Task description: Copy verbatim every line of the records from the one containing "Phrase: red brick wall" through the last line of the records, both included.

Records supplied:

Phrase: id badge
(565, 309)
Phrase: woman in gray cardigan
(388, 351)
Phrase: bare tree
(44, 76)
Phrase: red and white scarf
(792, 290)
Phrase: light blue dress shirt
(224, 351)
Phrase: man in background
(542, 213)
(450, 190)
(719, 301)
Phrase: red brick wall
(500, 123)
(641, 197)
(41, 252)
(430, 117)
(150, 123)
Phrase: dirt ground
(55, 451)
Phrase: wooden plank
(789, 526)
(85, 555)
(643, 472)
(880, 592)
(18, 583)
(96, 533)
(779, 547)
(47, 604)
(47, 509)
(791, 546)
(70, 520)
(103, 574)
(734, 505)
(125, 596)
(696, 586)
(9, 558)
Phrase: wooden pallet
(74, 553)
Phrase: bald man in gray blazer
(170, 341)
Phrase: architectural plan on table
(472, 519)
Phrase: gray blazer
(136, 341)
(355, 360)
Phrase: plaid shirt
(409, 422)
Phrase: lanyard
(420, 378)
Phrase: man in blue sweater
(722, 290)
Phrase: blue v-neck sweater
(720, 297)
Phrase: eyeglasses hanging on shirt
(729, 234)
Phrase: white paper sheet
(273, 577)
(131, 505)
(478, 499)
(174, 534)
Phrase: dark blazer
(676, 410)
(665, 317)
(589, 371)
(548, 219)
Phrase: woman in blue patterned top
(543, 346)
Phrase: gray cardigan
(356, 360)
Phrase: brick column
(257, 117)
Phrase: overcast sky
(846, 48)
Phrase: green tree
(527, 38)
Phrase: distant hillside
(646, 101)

The result:
Phrase: red brick wall
(500, 123)
(641, 197)
(41, 252)
(430, 117)
(150, 123)
Phrase: dirt ground
(55, 451)
Phrase: wooden plank
(789, 526)
(85, 555)
(643, 472)
(880, 592)
(18, 583)
(96, 533)
(779, 547)
(47, 604)
(47, 509)
(791, 546)
(70, 520)
(103, 574)
(734, 505)
(125, 596)
(696, 586)
(9, 558)
Phrase: wooden pallet
(74, 553)
Phrase: bald man in gray blazer
(170, 341)
Phrase: architectural plan on table
(472, 519)
Phrase: gray blazer
(136, 341)
(355, 360)
Phrase: plaid shirt
(409, 422)
Phrase: lanyard
(420, 378)
Phrase: man in blue sweater
(722, 290)
Phrase: blue v-neck sweater
(720, 297)
Phrase: eyeglasses hanging on shirt
(729, 234)
Phrase: white paper sheet
(273, 577)
(131, 505)
(478, 499)
(174, 534)
Phrase: dark blazer
(676, 410)
(665, 317)
(589, 371)
(548, 219)
Phrase: woman in blue patterned top
(543, 346)
Phrase: gray cardigan
(356, 360)
Phrase: brick column
(257, 117)
Phrase: overcast sky
(846, 48)
Phrase: green tree
(527, 38)
Phrase: distant hillside
(646, 101)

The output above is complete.